:: Work instruction 1 ::
Quote the abstract on AI-driven infrared imaging in orthopedics from "Oncology: Delineating metabolic" to "with disease progression.".
:: Work instruction 2 ::
According to the abstract on AI-driven infrared imaging in orthopedics, what specificity did preliminary trials achieve in the early identification of ACL and meniscal injuries?

━━ Text under study

AI-Driven infrared imaging and telerobotics in orthopedics: Enhancing diagnostics, surgical precision, and postoperative care

Title : AI-Driven infrared imaging and telerobotics in orthopedics: Enhancing diagnostics, surgical precision, and postoperative care

Abstract:

This presentation explores the transformative potential of AI-driven infrared imaging in orthopedic practice, alongside emerging applications of telerobotics and telerounding for postoperative evaluation. Infrared imaging, augmented by machine learning algorithms, enables non-invasive detection of musculoskeletal pathologies through circulatory pattern analysis. Case studies highlight its utility in:

Sports Medicine: Early identification of ACL and meniscal injuries via inflammatory anomalies, achieving diagnostic sensitivity of 91.67% and specificity of 85.71% in preliminary trials.

Oncology: Delineating metabolic activity in bone and soft-tissue tumors, aiding preoperative planning and recurrence monitoring.

Rheumatology: Quantifying joint inflammation in rheumatoid arthritis, correlating inflammatory asymmetry with disease progression.

Wound Care: Predicting surgical incision healing dynamics through real-time metabolic gradients, with promising integration into AI-driven decision systems.

━━━━
━━ Information provided

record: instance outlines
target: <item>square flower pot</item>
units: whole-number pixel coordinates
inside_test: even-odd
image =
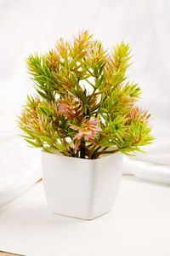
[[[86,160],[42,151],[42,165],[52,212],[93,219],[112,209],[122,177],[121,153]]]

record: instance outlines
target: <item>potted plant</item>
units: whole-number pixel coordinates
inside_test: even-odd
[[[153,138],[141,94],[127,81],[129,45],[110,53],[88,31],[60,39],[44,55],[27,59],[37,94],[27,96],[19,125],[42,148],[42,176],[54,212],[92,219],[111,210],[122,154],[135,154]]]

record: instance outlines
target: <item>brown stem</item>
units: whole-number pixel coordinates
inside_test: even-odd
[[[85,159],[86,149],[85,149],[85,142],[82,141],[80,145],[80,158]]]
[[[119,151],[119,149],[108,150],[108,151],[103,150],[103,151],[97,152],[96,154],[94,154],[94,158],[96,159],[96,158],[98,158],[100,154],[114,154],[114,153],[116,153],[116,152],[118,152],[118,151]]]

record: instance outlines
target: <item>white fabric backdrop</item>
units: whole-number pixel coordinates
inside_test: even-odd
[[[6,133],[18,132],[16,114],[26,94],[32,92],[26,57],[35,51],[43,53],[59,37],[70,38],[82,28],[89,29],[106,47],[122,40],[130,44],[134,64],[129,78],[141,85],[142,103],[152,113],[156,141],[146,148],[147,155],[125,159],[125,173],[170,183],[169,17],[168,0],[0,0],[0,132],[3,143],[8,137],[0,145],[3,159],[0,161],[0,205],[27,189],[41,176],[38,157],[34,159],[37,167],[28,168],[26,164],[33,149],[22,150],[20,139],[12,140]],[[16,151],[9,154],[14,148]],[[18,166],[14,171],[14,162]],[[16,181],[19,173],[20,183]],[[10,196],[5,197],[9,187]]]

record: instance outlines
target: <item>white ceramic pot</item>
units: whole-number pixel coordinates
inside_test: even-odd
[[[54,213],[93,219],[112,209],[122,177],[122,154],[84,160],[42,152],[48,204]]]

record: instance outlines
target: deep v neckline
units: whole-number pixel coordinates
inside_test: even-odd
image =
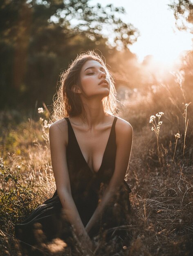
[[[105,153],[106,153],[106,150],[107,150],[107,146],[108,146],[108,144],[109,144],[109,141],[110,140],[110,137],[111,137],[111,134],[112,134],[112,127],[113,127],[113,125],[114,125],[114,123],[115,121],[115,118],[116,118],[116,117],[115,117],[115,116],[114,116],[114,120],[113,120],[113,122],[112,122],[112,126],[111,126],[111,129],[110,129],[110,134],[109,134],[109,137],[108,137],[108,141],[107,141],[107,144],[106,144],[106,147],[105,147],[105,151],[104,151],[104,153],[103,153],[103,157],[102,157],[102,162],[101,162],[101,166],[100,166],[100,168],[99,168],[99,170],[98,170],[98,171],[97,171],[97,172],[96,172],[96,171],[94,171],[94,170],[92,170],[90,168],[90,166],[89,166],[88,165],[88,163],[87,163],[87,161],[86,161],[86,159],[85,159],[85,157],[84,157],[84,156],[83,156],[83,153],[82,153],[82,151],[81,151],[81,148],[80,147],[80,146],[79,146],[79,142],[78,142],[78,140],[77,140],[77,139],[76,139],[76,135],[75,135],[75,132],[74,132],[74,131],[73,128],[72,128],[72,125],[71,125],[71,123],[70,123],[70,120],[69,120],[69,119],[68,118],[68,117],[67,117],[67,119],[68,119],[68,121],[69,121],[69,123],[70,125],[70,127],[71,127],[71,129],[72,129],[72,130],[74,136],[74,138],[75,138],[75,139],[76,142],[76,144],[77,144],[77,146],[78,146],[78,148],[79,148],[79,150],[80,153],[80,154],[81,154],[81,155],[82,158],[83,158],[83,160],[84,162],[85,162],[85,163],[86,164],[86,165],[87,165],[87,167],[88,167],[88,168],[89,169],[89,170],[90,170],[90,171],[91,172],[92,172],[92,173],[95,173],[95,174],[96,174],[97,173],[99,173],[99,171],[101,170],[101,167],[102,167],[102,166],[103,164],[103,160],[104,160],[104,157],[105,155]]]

━━━━
━━ Information provided

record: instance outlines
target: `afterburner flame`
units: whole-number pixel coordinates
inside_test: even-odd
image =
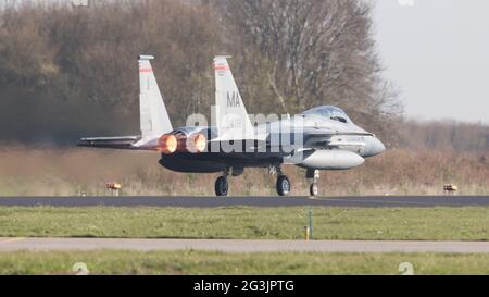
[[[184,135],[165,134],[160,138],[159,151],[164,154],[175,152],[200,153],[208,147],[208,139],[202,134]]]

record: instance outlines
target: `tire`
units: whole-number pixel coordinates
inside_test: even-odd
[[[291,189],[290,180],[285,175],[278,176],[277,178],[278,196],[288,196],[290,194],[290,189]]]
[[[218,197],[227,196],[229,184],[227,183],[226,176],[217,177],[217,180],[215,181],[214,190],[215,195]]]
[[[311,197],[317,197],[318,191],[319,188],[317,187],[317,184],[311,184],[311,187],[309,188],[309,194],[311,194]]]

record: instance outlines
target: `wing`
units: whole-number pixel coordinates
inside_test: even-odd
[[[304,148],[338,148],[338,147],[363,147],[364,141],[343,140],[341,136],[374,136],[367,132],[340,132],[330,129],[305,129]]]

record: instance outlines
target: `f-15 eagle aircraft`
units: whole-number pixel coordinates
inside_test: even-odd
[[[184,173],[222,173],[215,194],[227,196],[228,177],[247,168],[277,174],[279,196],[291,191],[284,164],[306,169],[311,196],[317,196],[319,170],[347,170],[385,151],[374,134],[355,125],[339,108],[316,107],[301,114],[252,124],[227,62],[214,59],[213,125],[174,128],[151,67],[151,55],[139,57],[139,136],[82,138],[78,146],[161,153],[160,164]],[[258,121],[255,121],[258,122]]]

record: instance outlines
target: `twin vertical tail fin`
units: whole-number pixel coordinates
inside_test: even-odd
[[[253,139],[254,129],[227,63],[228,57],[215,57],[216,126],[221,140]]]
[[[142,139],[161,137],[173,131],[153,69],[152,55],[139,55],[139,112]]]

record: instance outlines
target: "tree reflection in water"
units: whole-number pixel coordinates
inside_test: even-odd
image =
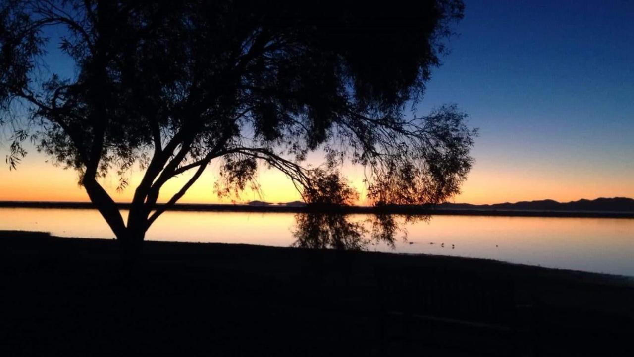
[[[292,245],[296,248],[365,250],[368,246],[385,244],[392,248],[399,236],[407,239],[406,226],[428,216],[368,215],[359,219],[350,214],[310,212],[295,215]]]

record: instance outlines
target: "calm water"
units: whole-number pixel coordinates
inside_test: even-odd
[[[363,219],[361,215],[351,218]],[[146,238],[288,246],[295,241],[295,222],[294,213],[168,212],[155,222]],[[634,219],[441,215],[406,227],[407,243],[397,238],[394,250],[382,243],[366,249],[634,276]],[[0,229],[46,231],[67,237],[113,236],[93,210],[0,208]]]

━━━━
━━ Information provided

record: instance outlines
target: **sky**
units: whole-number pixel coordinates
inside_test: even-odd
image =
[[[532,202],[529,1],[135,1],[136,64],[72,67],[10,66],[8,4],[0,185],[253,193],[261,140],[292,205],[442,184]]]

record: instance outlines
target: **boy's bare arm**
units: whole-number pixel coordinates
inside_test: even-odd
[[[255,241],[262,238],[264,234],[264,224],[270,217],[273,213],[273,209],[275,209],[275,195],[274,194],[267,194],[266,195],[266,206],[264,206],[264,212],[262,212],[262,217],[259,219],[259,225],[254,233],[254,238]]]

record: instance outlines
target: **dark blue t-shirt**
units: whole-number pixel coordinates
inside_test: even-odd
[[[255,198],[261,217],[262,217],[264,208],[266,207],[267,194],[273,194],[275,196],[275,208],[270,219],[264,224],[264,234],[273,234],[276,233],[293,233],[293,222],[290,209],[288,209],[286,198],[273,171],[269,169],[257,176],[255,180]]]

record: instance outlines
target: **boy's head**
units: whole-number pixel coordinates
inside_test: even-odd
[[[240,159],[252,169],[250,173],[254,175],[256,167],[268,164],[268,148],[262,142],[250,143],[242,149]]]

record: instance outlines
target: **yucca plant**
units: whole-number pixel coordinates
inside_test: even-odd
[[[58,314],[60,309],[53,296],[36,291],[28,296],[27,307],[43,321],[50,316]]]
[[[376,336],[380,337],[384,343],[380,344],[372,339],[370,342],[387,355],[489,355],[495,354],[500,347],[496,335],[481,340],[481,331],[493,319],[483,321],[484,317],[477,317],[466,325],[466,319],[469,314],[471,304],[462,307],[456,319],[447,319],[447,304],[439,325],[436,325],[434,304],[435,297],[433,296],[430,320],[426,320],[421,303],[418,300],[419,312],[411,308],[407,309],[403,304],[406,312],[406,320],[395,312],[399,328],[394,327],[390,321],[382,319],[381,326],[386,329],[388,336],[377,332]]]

━━━━

:: Written response 1 ::
Oncology: Delineating metabolic activity in bone and soft-tissue tumors, aiding preoperative planning and recurrence monitoring.

Rheumatology: Quantifying joint inflammation in rheumatoid arthritis, correlating inflammatory asymmetry with disease progression.

:: Written response 2 ::
85.71%